**Task to complete**
Can you copy out the passage about the Elle Style Awards appearance word for word, in full?

**Reading text**
Last week, Renée Zellwegger appeared at the Elle Style Awards in Hollywood looking unrecognisable. The pout, screwy grin, and narrow eyes familiar to regular Hollywood film watchers had been replaced with a generic White American face, not bad-looking in itself but shorn of distinctiveness. Zellweger acted coy when asked about her changed appearance, saying she’d carved out a new, happier life, instead of confirming or denying she’d gone under the knife. “I'm glad folks think I look different! I'm living a different, happy, more fulfilling life, and I'm thrilled that perhaps it shows.” Reporters, uncertain how fulfilment might radically reshape a person’s eyes, persisted with their interrogation, and faced this counter: “Can you excuse me please? I have better things to do and I'm sure you do too.”

**Data provided**
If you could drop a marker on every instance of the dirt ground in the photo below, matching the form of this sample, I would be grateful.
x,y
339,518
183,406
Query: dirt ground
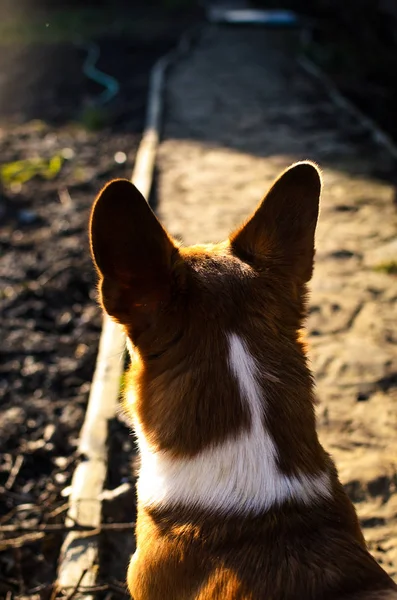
x,y
241,110
238,110
50,319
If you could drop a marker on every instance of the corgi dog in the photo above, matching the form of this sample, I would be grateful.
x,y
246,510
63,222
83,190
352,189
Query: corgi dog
x,y
237,499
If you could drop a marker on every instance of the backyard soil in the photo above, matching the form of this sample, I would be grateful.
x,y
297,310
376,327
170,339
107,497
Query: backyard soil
x,y
50,318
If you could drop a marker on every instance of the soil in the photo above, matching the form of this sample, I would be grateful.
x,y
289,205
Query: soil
x,y
240,111
50,318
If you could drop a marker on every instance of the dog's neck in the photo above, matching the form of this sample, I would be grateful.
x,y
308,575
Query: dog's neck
x,y
250,470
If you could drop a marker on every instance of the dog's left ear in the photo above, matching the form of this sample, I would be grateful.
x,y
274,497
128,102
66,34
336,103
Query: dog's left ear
x,y
281,231
133,254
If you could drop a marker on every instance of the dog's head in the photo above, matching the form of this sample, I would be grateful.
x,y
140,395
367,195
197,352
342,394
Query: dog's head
x,y
180,306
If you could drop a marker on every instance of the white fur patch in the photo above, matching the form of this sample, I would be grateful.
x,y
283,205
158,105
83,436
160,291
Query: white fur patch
x,y
239,475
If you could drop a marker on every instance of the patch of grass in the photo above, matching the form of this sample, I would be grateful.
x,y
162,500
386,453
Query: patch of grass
x,y
389,267
21,171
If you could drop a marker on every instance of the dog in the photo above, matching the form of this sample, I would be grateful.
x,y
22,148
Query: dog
x,y
237,499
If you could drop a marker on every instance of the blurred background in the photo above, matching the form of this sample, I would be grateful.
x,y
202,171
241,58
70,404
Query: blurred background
x,y
73,87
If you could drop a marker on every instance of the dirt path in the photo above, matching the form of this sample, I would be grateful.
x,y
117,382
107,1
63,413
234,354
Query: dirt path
x,y
239,110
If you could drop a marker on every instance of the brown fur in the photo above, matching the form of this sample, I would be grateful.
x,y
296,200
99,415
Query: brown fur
x,y
176,304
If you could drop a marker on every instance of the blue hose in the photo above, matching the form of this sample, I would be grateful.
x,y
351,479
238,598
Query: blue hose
x,y
111,85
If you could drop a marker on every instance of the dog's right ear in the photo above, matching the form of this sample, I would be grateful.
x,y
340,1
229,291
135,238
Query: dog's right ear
x,y
132,252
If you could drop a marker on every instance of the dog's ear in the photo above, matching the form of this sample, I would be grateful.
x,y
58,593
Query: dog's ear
x,y
132,252
281,231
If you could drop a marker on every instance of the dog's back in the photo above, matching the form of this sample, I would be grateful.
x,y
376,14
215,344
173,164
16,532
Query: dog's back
x,y
237,499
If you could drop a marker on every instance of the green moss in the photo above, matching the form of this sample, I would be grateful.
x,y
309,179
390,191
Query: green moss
x,y
21,171
389,267
94,118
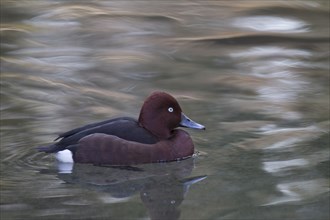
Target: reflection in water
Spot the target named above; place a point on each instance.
(271, 24)
(162, 187)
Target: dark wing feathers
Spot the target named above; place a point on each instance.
(124, 127)
(92, 125)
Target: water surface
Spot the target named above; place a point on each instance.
(255, 73)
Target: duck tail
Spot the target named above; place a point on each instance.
(53, 148)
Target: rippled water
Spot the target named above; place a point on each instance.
(255, 73)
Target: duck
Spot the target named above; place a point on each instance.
(153, 137)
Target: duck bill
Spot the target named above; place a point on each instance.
(188, 123)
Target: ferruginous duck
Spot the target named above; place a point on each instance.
(154, 137)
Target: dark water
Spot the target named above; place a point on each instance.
(255, 73)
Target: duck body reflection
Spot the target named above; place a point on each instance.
(162, 186)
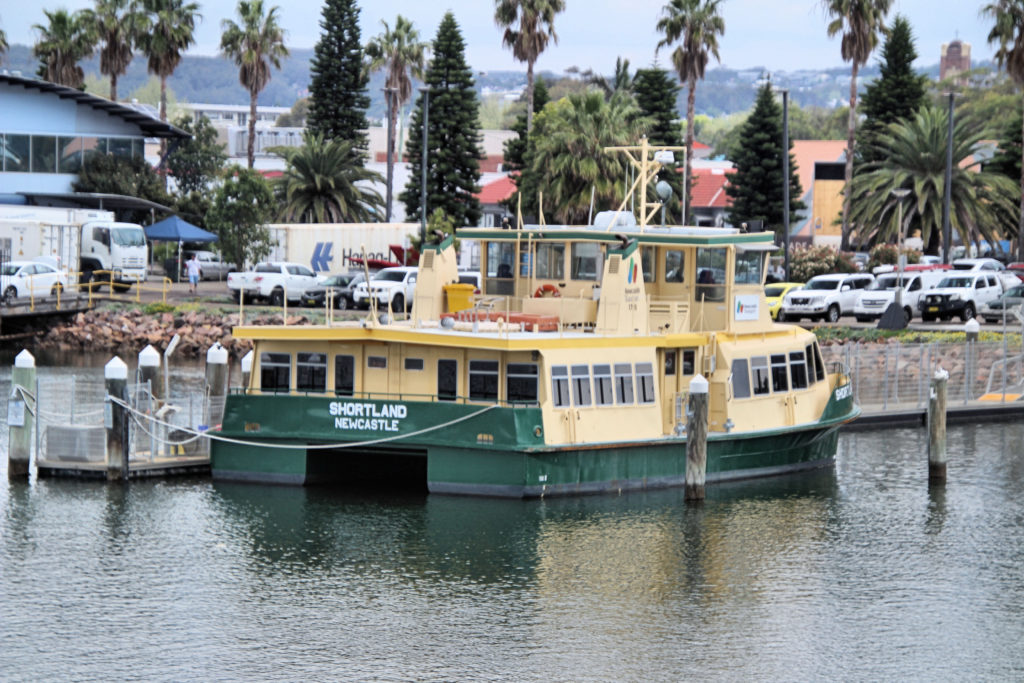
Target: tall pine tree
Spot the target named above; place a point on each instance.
(655, 93)
(896, 94)
(756, 185)
(338, 98)
(453, 136)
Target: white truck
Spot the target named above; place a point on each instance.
(85, 243)
(273, 282)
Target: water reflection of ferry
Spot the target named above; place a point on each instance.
(566, 375)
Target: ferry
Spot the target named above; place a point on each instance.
(567, 374)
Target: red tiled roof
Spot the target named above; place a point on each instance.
(709, 188)
(496, 191)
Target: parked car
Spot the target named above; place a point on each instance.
(994, 310)
(960, 293)
(338, 288)
(825, 297)
(390, 286)
(211, 266)
(871, 304)
(773, 296)
(25, 279)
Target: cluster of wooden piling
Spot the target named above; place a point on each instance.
(24, 403)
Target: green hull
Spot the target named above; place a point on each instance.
(484, 451)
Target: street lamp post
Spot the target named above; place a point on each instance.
(899, 194)
(423, 170)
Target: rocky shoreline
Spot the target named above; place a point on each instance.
(127, 332)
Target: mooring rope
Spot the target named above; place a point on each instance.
(308, 446)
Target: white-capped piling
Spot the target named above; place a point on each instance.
(937, 428)
(148, 371)
(247, 370)
(116, 419)
(696, 439)
(19, 415)
(216, 382)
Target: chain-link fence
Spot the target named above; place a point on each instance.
(897, 376)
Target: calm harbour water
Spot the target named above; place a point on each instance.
(859, 572)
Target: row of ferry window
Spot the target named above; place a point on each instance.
(776, 373)
(609, 384)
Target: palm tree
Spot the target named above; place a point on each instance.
(698, 25)
(913, 157)
(326, 182)
(859, 22)
(403, 55)
(567, 153)
(255, 45)
(61, 44)
(168, 31)
(116, 24)
(528, 25)
(1008, 16)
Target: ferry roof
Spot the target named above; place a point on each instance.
(687, 236)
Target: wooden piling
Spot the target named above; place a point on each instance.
(148, 371)
(696, 439)
(19, 416)
(937, 428)
(116, 419)
(216, 382)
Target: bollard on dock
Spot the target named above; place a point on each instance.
(937, 428)
(19, 416)
(696, 439)
(116, 419)
(247, 369)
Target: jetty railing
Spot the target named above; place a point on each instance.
(896, 376)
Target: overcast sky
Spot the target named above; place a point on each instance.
(784, 35)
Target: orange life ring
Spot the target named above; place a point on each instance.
(546, 290)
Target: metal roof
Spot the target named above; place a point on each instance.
(134, 114)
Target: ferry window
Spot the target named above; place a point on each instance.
(560, 386)
(602, 385)
(551, 260)
(500, 254)
(674, 262)
(274, 372)
(779, 376)
(750, 265)
(689, 358)
(581, 386)
(670, 361)
(740, 379)
(448, 380)
(344, 375)
(645, 382)
(624, 384)
(759, 370)
(798, 370)
(586, 260)
(520, 382)
(647, 263)
(310, 372)
(483, 380)
(819, 366)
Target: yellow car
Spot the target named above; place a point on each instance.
(774, 294)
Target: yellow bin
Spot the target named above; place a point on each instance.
(459, 296)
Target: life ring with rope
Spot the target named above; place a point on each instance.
(548, 290)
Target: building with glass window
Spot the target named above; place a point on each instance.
(48, 131)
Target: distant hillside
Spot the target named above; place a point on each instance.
(215, 80)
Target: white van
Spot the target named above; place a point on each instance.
(871, 304)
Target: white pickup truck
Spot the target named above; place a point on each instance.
(273, 282)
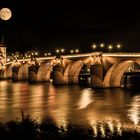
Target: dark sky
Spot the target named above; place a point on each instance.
(47, 26)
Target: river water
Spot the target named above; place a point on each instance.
(68, 103)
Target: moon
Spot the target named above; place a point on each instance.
(5, 13)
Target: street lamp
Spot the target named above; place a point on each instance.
(110, 47)
(94, 47)
(102, 46)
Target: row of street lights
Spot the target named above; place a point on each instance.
(109, 47)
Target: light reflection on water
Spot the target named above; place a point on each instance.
(71, 103)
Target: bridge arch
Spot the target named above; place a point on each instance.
(9, 71)
(73, 70)
(23, 72)
(114, 74)
(44, 72)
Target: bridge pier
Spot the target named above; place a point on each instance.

**Your response**
Last week, Renée Zellwegger appeared at the Elle Style Awards in Hollywood looking unrecognisable. The pout, screwy grin, and narrow eyes familiar to regular Hollywood film watchers had been replaced with a generic White American face, not bad-looking in itself but shorn of distinctiveness. Zellweger acted coy when asked about her changed appearance, saying she’d carved out a new, happier life, instead of confirming or denying she’d gone under the knife. “I'm glad folks think I look different! I'm living a different, happy, more fulfilling life, and I'm thrilled that perhaps it shows.” Reporters, uncertain how fulfilment might radically reshape a person’s eyes, persisted with their interrogation, and faced this counter: “Can you excuse me please? I have better things to do and I'm sure you do too.”